● Task to carry out: I'd like every record written out again, exactly as it is.

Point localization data
####################

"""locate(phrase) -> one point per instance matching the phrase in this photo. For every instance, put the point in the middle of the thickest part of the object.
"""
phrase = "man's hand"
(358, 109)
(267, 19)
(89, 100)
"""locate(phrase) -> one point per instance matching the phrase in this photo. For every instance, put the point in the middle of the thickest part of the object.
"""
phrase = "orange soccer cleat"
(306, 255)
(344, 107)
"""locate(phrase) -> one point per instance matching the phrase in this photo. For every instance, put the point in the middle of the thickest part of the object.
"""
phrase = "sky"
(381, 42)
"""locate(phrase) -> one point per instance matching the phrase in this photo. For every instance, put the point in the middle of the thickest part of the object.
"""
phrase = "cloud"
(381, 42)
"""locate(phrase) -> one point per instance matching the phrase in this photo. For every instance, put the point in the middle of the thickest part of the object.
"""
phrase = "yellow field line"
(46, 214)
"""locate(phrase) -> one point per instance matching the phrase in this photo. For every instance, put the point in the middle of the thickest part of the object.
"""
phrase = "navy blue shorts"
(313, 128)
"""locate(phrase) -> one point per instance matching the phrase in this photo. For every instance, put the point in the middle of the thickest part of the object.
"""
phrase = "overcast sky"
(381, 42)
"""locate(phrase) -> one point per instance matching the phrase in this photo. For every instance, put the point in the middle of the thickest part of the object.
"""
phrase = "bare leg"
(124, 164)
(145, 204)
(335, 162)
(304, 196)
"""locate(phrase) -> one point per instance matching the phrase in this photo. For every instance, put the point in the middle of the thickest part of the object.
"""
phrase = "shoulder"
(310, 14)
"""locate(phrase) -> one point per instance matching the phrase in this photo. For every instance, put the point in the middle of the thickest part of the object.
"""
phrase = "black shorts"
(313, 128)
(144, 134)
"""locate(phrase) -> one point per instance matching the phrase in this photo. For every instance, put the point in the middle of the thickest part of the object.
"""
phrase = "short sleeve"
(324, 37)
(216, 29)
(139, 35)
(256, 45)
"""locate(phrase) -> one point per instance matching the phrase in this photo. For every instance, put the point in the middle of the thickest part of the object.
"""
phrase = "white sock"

####################

● The completed task:
"""locate(phrase) -> one point per instance matching the phrase in this photo. For every instance, put the point in the middle of the thickest part of the object.
"""
phrase = "man's hand"
(358, 109)
(267, 19)
(89, 100)
"""locate(phrase) -> one point per instance matching the phrase in this photo. For every instance, put the point in the middle of the thickest part of the object.
"""
phrase = "orange soccer cleat"
(306, 255)
(344, 107)
"""locate(phrase) -> one point per instance matching the phrase in this photo. For every instance, put the point in the middle of the thickest part of the object.
"""
phrase = "sky"
(381, 42)
"""locate(phrase) -> one point per instance matching the phrase in this photo. For every instance, put the point in the middle of the thickest part of the object.
"""
phrase = "cloud"
(381, 42)
"""locate(phrase) -> one point per instance matching the phrase in this photo. For every instance, put the point in the middle of the thickest part of the object.
"""
phrase = "yellow field line"
(46, 214)
"""locate(phrase) -> one point per instance matching the phrase in this photo. For every instance, put the point in the middle of the thickest part of the object.
"""
phrase = "navy blue shorts"
(313, 128)
"""locate(phrase) -> one point per instance matching the phrase in this photo. For every instance, put the point in the middle of the thickest part of the object.
"""
phrase = "overcast sky"
(381, 42)
"""locate(phrase) -> one point per instance matching the phrase in this photo. For every instance, put the point in the middle of the thickest part of the object.
"""
phrase = "bare leg"
(124, 164)
(145, 204)
(335, 162)
(304, 196)
"""locate(phrase) -> one point per instance matching the phrase in this photo. For every instance, put the point in the middle of the thickest part of the object.
"""
phrase = "shoulder"
(310, 14)
"""locate(phrase) -> one point per instance matching the phrase in this photo. For every instance, put the point in the middle of the thickest part of the object.
"""
phrase = "black shorts"
(313, 128)
(144, 134)
"""locate(phrase) -> one point per instance matching the phrase in this photo. For every instance, put the point in the middle of the thickest part of the object.
"""
phrase = "short sleeve"
(324, 37)
(216, 29)
(139, 35)
(256, 45)
"""locate(phrase) -> one point per instance matching the phrase in this photo. For every instance, put the point in the middle of the thickest part of the object.
"""
phrase = "white sock"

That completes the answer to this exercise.